Records from a data source:
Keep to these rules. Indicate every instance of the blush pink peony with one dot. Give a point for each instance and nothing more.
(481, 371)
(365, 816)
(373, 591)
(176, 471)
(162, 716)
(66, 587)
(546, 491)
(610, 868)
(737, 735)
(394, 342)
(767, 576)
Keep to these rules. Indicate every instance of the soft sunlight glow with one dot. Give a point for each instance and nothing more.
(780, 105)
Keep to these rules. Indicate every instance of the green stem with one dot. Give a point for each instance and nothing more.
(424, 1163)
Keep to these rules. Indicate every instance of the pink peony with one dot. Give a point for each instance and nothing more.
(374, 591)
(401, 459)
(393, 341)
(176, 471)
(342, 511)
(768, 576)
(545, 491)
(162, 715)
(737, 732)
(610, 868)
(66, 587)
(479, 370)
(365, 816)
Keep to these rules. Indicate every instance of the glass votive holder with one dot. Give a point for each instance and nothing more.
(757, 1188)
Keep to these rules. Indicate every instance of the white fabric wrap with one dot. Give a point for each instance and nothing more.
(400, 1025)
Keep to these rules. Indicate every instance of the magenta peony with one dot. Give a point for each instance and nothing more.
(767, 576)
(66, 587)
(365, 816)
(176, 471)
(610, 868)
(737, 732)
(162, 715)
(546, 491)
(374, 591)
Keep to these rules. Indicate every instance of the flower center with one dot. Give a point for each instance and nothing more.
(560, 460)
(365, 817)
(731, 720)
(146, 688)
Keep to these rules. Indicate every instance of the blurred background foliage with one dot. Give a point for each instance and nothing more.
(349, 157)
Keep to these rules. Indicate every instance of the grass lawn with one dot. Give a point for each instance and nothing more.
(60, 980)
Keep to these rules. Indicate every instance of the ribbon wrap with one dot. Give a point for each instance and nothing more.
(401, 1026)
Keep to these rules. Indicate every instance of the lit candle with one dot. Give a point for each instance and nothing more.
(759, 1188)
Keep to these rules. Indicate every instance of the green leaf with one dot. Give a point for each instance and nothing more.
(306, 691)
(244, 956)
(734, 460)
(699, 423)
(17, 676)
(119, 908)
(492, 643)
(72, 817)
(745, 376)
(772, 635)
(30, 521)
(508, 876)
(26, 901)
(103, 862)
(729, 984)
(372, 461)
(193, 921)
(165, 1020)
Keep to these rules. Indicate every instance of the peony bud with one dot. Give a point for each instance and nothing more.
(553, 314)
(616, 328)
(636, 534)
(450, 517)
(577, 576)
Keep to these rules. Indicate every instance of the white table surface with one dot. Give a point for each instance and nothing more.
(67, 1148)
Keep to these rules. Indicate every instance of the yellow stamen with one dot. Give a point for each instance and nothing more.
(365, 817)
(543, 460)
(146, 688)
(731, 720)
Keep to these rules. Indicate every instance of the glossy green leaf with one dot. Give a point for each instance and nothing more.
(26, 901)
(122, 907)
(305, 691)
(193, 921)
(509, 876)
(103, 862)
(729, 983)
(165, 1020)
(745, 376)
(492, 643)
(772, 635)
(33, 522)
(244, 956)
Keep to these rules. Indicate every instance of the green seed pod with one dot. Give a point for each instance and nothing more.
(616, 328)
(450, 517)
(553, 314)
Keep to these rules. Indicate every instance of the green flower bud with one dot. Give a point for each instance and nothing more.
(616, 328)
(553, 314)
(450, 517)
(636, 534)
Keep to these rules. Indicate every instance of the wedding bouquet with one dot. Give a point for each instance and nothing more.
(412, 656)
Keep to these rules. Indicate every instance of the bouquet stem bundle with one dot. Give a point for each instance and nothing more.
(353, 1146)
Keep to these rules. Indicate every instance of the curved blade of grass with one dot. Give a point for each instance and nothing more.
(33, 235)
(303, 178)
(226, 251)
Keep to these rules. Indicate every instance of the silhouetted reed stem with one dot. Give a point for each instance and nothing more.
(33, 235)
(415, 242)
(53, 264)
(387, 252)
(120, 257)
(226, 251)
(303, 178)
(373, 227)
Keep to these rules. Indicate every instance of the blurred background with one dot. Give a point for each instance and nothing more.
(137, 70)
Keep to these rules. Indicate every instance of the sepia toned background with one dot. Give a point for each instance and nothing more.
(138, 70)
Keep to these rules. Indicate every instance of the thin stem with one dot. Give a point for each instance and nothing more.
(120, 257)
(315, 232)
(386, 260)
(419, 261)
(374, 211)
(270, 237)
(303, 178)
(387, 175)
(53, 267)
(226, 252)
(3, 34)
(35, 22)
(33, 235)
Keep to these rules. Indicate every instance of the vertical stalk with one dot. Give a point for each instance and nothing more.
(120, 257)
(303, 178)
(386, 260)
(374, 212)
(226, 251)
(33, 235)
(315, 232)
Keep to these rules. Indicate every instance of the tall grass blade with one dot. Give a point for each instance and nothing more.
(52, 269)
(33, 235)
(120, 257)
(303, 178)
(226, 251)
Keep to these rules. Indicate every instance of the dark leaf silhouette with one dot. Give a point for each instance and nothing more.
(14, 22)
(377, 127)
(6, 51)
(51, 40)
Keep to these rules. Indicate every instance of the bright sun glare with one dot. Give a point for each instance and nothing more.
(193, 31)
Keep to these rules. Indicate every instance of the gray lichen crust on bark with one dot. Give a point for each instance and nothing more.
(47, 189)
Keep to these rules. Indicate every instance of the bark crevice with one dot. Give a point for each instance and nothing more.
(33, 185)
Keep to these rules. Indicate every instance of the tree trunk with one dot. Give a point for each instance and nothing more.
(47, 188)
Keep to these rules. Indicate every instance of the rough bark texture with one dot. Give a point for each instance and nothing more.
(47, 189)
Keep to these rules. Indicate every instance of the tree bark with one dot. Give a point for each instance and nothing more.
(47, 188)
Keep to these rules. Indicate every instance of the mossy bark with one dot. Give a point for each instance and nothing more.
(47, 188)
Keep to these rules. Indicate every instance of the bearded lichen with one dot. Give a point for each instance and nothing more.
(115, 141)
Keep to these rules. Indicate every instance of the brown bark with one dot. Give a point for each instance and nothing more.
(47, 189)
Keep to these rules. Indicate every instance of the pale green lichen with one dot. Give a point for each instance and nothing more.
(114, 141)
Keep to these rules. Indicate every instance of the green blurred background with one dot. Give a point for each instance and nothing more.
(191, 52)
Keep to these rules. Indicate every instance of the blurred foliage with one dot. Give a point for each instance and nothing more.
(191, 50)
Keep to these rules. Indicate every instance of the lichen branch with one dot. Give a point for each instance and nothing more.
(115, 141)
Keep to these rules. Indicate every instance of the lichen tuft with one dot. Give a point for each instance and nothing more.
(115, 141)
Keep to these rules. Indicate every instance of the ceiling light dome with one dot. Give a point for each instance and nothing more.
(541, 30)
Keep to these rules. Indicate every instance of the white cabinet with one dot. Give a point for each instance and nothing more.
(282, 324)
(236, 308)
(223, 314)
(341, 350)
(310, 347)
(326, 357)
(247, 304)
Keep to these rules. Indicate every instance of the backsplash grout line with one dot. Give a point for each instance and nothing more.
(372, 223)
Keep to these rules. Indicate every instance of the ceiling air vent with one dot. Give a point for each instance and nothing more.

Work instructions:
Type the data out again, exactly.

Response for this exercise:
Keep to these rules. Indicate every instance of the blush pink peony with one dot. Give a point for each instance and nothing more.
(481, 371)
(365, 816)
(373, 591)
(176, 471)
(162, 716)
(66, 587)
(546, 491)
(610, 868)
(737, 735)
(394, 342)
(767, 576)
Keep to these rules. Indicate every instance of the soft sunlight glow with one dot. Give a point for each instance and nothing more.
(780, 105)
Keep to these rules. Indicate every instance of the green stem with one dot. Give a point for each instance and nothing more.
(424, 1163)
Keep to these rules. Indicate every instance of the pink peony with one dot. Give a point for each instance and nothing more.
(374, 591)
(401, 459)
(393, 341)
(176, 471)
(342, 511)
(768, 576)
(545, 491)
(162, 715)
(737, 732)
(610, 868)
(66, 587)
(479, 370)
(365, 816)
Keep to these rules. Indicate every instance of the glass votive holder with one dot. Give a point for each instance and nothing more.
(757, 1188)
Keep to these rules. Indicate every instance of the white fabric wrap with one dot. Give a point for each instance and nothing more.
(400, 1025)
Keep to these rules. Indicate every instance of the magenta peony with one dot. Give a point for each instance and nothing more.
(767, 576)
(66, 587)
(365, 816)
(176, 471)
(610, 868)
(737, 732)
(162, 715)
(546, 491)
(374, 591)
Keep to these rules. Indicate every instance of the flower center with one dot. Give a point for each instance and nothing more.
(560, 460)
(365, 817)
(731, 720)
(146, 688)
Keep to these rules. Indicate every instance of the blurred background foliage with one dot. Give a point for each instance and nothing more.
(349, 157)
Keep to these rules. Indicate every instance of the grass lawn with one dot. Give a point for each instance and nothing more.
(60, 980)
Keep to these rules. Indicate every instance of the ribbon wrap with one dot. Give a point for each instance and nothing more.
(401, 1026)
Keep to these rules. Indicate every instance of the lit candle with one dot. Give a point for each instance and nothing more.
(759, 1188)
Keep to these rules. Indicate every instance of the green leaf with one dot. Give a point for each instance and nothing more.
(306, 691)
(244, 956)
(734, 460)
(699, 423)
(17, 676)
(119, 908)
(492, 643)
(72, 817)
(745, 376)
(772, 635)
(30, 521)
(508, 876)
(26, 901)
(103, 862)
(729, 984)
(372, 461)
(193, 921)
(165, 1020)
Keep to these rules. Indicate every instance of the peony bud with one dot. Give a point for each instance and nothing more.
(553, 314)
(616, 328)
(636, 534)
(450, 517)
(577, 576)
Keep to these rules. Indicate every instance of the white table surface with one dot. Give a point for each instance and nothing more.
(67, 1148)
Keep to these rules. Indicate every instance of the yellow stamen with one dot. Give a point for each instance and nothing more.
(365, 817)
(543, 460)
(146, 688)
(731, 720)
Keep to these rules. Indicate every instance of the glossy green leaf with one dot. Give a point for each instance and nothing more.
(26, 901)
(122, 907)
(305, 691)
(193, 921)
(509, 876)
(103, 862)
(729, 983)
(165, 1020)
(745, 376)
(492, 643)
(772, 635)
(33, 522)
(244, 956)
Keep to these rules. Indicate every instance of the green seed pod with one dot. Give a point for each instance and nothing more.
(616, 328)
(450, 517)
(553, 314)
Keep to these rules. Indicate every instance of the green flower bud with one dot. Give a point for each instance and nothing more.
(616, 328)
(553, 314)
(450, 517)
(636, 534)
Keep to these rules. Indicate every instance of the wedding bouquet with one dot. Give a point for each instance and nothing more.
(412, 656)
Keep to these rules. Indicate every instance of the bouquet stem bundle with one dot. Give a point for each instance and nothing more.
(353, 1146)
Keep to these rules. Indicate every instance of the curved blade of grass with one dot. Give a point for each instance and nothing more.
(33, 235)
(303, 178)
(226, 251)
Keep to these rules. Indicate every instance of the silhouetted reed stem with one dot. Give a point for each instance and nothing more.
(33, 235)
(415, 242)
(53, 264)
(387, 252)
(120, 257)
(226, 251)
(303, 178)
(373, 227)
Keep to these rules. Indicate every instance of the blurred background with one dot. Give a point for each instance and nothing more.
(137, 70)
Keep to these rules. Indicate every instance of the sepia toned background with one dot. Give a point for each instance and nothing more.
(138, 70)
Keep to these rules. Indicate every instance of the thin stem with one dot. Give a point for each instance and nothing more.
(120, 257)
(315, 232)
(386, 260)
(419, 261)
(374, 211)
(270, 237)
(303, 178)
(387, 175)
(53, 267)
(226, 252)
(3, 34)
(35, 22)
(33, 235)
Keep to these rules. Indicate every instance of the vertical stalk with one dot. Give a point for each instance and nothing more.
(120, 257)
(303, 178)
(386, 260)
(374, 212)
(226, 251)
(33, 235)
(315, 232)
Keep to these rules. Indicate every instance of the tall grass blade with one dot. Give a point for each instance and nothing more.
(52, 269)
(33, 235)
(120, 257)
(303, 178)
(226, 251)
Keep to these rules. Indicate every instance of the dark leaf silhouette with one dot. Give a point for each instance and nothing more.
(14, 22)
(377, 127)
(6, 51)
(51, 40)
Keep to these rules. Indicate every instance of the bright sun glare with one dot. Give a point for each instance and nothing more.
(193, 31)
Keep to these rules. Indicate every instance of the gray lichen crust on bark with one dot. Give a point for each instance and nothing more.
(47, 189)
Keep to these rules. Indicate every instance of the bark crevice with one dot. Give a point for each instance and nothing more.
(33, 185)
Keep to these rules. Indicate every instance of the tree trunk with one dot. Give a point for each instance and nothing more.
(47, 188)
Keep to these rules. Indicate every instance of the rough bark texture with one dot. Give a point for each instance and nothing more.
(47, 189)
Keep to these rules. Indicate every instance of the tree bark with one dot. Give a point for each instance and nothing more.
(47, 188)
Keep to these rules. Indicate every instance of the mossy bark with one dot. Give a point for each instance and nothing more.
(47, 188)
Keep to these rules. Indicate every instance of the bearded lichen with one dot. Give a point for each instance and nothing more.
(115, 141)
Keep to these rules. Indicate every instance of the brown bark with one dot. Give a point for each instance and nothing more.
(47, 189)
Keep to these rules. Indicate every instance of the pale green lichen with one dot. Give a point for each instance and nothing more.
(114, 141)
Keep to these rules. Indicate every instance of the green blurred background with one dot. Give a point for each instance and nothing more.
(191, 52)
Keep to these rules. Indicate every instance of the blurred foliage with one dot. Give a point for each instance and nothing more.
(191, 50)
Keep to these rules. Indicate every instance of the lichen branch with one dot. Give a point for each instance and nothing more.
(115, 141)
Keep to these rules. Indicate every instance of the lichen tuft with one dot. Give a point for each instance and nothing more.
(115, 141)
Keep to these rules. Indicate every instance of the ceiling light dome with one dot. Give a point for each instance and nothing more.
(541, 30)
Keep to these rules. Indicate every instance of the white cabinet with one dot. Give a point for each instance and nothing more.
(282, 324)
(236, 308)
(223, 314)
(341, 350)
(310, 347)
(326, 357)
(247, 304)
Keep to these rules. Indicate every instance of the backsplash grout line with one dot. Give a point for each instance and nothing more.
(372, 223)
Keep to these rules. Indicate every instance of the ceiling air vent with one dot. Give a point for each instance and nothing more.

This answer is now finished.